(Stored data)
____

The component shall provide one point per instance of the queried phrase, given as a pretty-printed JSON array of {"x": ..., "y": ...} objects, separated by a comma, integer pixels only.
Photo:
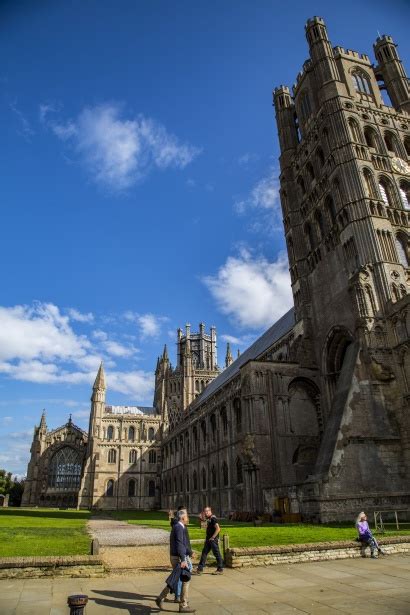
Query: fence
[{"x": 398, "y": 519}]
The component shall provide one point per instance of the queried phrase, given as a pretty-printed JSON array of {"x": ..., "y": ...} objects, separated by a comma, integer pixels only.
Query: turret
[
  {"x": 214, "y": 356},
  {"x": 228, "y": 356},
  {"x": 43, "y": 425},
  {"x": 391, "y": 70},
  {"x": 97, "y": 398},
  {"x": 321, "y": 52},
  {"x": 286, "y": 119}
]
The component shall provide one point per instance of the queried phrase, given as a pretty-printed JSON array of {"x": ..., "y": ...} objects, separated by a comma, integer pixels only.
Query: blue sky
[{"x": 139, "y": 186}]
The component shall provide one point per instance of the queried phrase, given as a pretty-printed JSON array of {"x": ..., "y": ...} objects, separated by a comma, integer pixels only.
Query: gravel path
[{"x": 113, "y": 533}]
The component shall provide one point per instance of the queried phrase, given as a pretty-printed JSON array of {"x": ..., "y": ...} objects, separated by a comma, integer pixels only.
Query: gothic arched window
[
  {"x": 404, "y": 190},
  {"x": 309, "y": 236},
  {"x": 370, "y": 186},
  {"x": 301, "y": 185},
  {"x": 305, "y": 107},
  {"x": 213, "y": 427},
  {"x": 225, "y": 474},
  {"x": 239, "y": 472},
  {"x": 361, "y": 82},
  {"x": 132, "y": 488},
  {"x": 224, "y": 420},
  {"x": 402, "y": 249},
  {"x": 320, "y": 157},
  {"x": 65, "y": 469},
  {"x": 109, "y": 490},
  {"x": 237, "y": 408},
  {"x": 391, "y": 143},
  {"x": 355, "y": 130},
  {"x": 330, "y": 208},
  {"x": 203, "y": 431},
  {"x": 309, "y": 169},
  {"x": 320, "y": 224},
  {"x": 387, "y": 192},
  {"x": 213, "y": 477},
  {"x": 371, "y": 138}
]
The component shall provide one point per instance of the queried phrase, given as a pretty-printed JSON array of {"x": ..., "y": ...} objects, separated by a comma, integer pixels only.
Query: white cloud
[
  {"x": 150, "y": 325},
  {"x": 15, "y": 450},
  {"x": 79, "y": 317},
  {"x": 25, "y": 130},
  {"x": 118, "y": 350},
  {"x": 119, "y": 151},
  {"x": 28, "y": 332},
  {"x": 112, "y": 347},
  {"x": 253, "y": 291},
  {"x": 138, "y": 384},
  {"x": 37, "y": 344}
]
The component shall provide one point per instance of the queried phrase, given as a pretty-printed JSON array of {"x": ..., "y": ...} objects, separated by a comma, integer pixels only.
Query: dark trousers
[{"x": 211, "y": 545}]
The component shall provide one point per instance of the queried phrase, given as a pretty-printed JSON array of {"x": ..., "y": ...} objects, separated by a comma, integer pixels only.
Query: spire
[
  {"x": 43, "y": 424},
  {"x": 100, "y": 379},
  {"x": 228, "y": 356}
]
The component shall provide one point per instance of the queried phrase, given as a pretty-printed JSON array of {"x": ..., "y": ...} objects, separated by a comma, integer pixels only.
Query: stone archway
[{"x": 337, "y": 343}]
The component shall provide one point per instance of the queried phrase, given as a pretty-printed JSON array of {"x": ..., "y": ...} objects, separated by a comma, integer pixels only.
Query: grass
[
  {"x": 246, "y": 535},
  {"x": 27, "y": 532}
]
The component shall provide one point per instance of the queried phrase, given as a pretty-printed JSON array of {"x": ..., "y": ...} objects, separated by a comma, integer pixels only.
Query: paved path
[
  {"x": 111, "y": 532},
  {"x": 358, "y": 586}
]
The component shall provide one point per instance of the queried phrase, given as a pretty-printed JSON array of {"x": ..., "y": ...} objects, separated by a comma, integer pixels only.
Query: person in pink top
[{"x": 366, "y": 537}]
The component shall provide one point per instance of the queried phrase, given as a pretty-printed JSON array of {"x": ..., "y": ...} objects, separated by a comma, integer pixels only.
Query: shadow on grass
[{"x": 44, "y": 513}]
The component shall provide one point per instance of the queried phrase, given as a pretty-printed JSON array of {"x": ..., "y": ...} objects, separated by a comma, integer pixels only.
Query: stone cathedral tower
[
  {"x": 345, "y": 194},
  {"x": 176, "y": 388}
]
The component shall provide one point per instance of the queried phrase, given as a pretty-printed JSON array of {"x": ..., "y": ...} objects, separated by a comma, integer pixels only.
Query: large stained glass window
[{"x": 65, "y": 469}]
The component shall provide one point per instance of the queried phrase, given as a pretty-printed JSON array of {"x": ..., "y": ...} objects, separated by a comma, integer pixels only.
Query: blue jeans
[
  {"x": 179, "y": 588},
  {"x": 211, "y": 545}
]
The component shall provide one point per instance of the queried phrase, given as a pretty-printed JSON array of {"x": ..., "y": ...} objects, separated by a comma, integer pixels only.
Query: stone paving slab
[
  {"x": 111, "y": 532},
  {"x": 376, "y": 587}
]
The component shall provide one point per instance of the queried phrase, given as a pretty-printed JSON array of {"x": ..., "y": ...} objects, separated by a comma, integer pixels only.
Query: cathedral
[{"x": 312, "y": 421}]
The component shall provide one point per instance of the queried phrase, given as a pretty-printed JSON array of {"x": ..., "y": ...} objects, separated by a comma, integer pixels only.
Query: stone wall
[
  {"x": 293, "y": 554},
  {"x": 34, "y": 567}
]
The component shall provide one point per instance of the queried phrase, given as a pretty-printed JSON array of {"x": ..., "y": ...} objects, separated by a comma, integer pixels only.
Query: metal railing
[{"x": 381, "y": 519}]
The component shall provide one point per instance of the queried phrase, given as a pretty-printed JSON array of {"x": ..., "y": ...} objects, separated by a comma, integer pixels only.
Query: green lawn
[
  {"x": 43, "y": 531},
  {"x": 246, "y": 535}
]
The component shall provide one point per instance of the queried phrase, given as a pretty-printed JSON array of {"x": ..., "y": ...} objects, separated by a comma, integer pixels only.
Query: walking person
[
  {"x": 180, "y": 554},
  {"x": 174, "y": 520},
  {"x": 366, "y": 537},
  {"x": 211, "y": 541}
]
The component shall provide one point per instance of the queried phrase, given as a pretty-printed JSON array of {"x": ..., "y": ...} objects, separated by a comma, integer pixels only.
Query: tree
[{"x": 16, "y": 492}]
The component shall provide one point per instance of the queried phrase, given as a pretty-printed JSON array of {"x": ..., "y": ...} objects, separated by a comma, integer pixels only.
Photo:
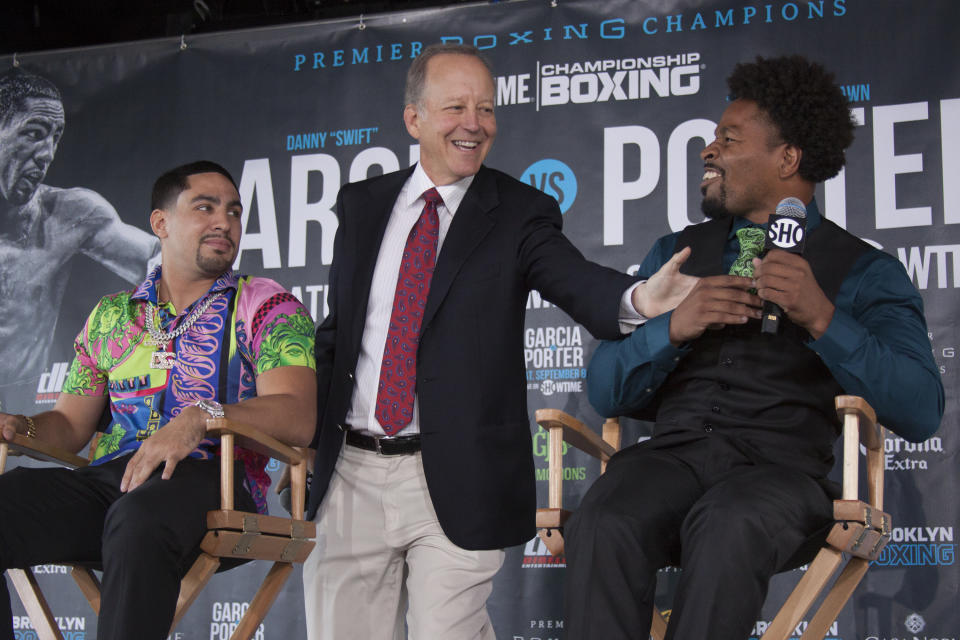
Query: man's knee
[{"x": 132, "y": 520}]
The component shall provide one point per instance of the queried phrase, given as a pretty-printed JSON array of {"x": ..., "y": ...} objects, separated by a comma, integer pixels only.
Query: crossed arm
[{"x": 284, "y": 408}]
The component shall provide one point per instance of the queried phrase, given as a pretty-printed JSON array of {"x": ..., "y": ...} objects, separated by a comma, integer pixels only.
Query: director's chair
[
  {"x": 234, "y": 536},
  {"x": 860, "y": 531}
]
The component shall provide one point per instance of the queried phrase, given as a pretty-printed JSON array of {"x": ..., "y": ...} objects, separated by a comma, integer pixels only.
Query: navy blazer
[{"x": 504, "y": 240}]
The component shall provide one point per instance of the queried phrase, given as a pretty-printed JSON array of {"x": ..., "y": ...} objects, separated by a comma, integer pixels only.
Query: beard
[
  {"x": 214, "y": 265},
  {"x": 715, "y": 207}
]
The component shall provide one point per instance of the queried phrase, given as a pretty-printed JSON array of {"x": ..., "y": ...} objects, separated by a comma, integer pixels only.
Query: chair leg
[
  {"x": 196, "y": 579},
  {"x": 836, "y": 598},
  {"x": 89, "y": 585},
  {"x": 35, "y": 604},
  {"x": 814, "y": 580},
  {"x": 266, "y": 594},
  {"x": 658, "y": 626}
]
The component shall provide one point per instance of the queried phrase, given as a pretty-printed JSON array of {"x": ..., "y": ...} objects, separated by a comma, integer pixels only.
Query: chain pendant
[{"x": 162, "y": 360}]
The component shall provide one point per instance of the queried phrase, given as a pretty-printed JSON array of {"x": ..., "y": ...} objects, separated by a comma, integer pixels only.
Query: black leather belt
[{"x": 384, "y": 445}]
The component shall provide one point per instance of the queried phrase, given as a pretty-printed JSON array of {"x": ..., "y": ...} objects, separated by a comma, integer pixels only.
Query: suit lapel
[{"x": 470, "y": 225}]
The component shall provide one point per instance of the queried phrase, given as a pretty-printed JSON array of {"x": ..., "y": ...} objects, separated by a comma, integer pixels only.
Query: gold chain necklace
[{"x": 161, "y": 358}]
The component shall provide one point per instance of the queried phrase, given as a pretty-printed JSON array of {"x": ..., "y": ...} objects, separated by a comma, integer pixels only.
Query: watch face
[{"x": 215, "y": 409}]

____

Task requirements: Your task is to reproduce exactly the lines that begin at the line containing "Query: suit lapel" and end at the final line of the data above.

Result for this task:
Query: suit lapel
[{"x": 470, "y": 225}]
The component shall provide one point per instance of the queried phrase, given as a pretty-printed JSON array of {"x": ..., "y": ...} objects, separated by a comma, integer pixels only.
Query: gold chain necklace
[{"x": 161, "y": 358}]
The component shall provide one point per instance of the queried phrase, given as a pretty-printed JSON array of {"x": ..., "y": ...} objects, separated by a comma, integer pixels only.
Query: watch face
[{"x": 215, "y": 409}]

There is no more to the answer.